> **REQUIRED TASK**:
Only those lines running from the line that contains "What element corresponds to the thin" through the end of the material are to be written out, each exactly as shown.

> **Some records**:
• • • •

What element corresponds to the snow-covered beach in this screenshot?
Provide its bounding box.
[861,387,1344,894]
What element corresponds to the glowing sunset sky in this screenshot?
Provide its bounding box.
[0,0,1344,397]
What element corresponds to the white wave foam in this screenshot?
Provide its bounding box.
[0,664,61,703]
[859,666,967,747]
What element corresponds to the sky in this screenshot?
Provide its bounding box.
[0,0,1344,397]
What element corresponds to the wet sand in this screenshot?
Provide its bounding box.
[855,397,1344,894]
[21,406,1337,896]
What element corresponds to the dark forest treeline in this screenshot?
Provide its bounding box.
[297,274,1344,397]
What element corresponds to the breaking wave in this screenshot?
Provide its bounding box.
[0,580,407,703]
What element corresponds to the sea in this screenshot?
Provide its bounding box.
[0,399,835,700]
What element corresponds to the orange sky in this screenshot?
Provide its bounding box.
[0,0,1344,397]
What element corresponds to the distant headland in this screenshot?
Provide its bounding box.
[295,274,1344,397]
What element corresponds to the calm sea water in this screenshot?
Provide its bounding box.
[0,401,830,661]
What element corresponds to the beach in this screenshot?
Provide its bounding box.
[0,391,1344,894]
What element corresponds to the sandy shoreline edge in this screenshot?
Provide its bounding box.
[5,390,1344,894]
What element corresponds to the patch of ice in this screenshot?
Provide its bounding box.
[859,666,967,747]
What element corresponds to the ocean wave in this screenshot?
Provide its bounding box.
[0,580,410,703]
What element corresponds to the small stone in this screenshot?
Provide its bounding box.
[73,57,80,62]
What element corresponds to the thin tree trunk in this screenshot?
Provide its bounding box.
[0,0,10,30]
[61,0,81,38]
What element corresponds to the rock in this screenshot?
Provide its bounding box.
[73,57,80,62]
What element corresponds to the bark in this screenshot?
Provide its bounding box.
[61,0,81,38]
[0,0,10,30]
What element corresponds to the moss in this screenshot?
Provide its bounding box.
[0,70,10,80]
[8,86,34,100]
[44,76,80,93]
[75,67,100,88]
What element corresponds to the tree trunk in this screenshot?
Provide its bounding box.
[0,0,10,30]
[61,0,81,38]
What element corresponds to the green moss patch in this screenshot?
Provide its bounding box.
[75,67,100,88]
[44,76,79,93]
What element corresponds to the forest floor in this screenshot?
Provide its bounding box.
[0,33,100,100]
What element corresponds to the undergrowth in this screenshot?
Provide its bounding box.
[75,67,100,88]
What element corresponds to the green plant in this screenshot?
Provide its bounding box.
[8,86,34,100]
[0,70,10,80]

• • • •

> **OUTPUT BELOW**:
What element corresponds to the thin tree trunk in this screenshot?
Provide its bounding box.
[0,0,10,30]
[61,0,81,38]
What element corresponds to the rock in this screenshot?
Provide its bounding box.
[73,57,80,62]
What element corresponds to the bark in this screenshot?
Provide its bounding box.
[61,0,81,38]
[0,0,10,30]
What element corresponds to the moss in this screenshot?
Provide its bounding box.
[0,70,10,80]
[8,86,34,100]
[44,76,80,93]
[75,67,100,88]
What element corresponds to the tree trunk in this screenshot?
Provide its bounding box.
[0,0,10,30]
[61,0,81,38]
What element corresponds to the green moss patch in this screenshot?
Provide its bounding box.
[75,67,100,88]
[44,76,79,93]
What element corresponds to the forest floor in this screenshot?
Provide its bounding box.
[0,33,100,100]
What element corresponds to the undergrowth in this screenshot?
Provide its bounding box.
[75,67,100,88]
What element corresponds to the green plant in this screenshot?
Provide its bounding box.
[8,86,34,100]
[0,70,10,80]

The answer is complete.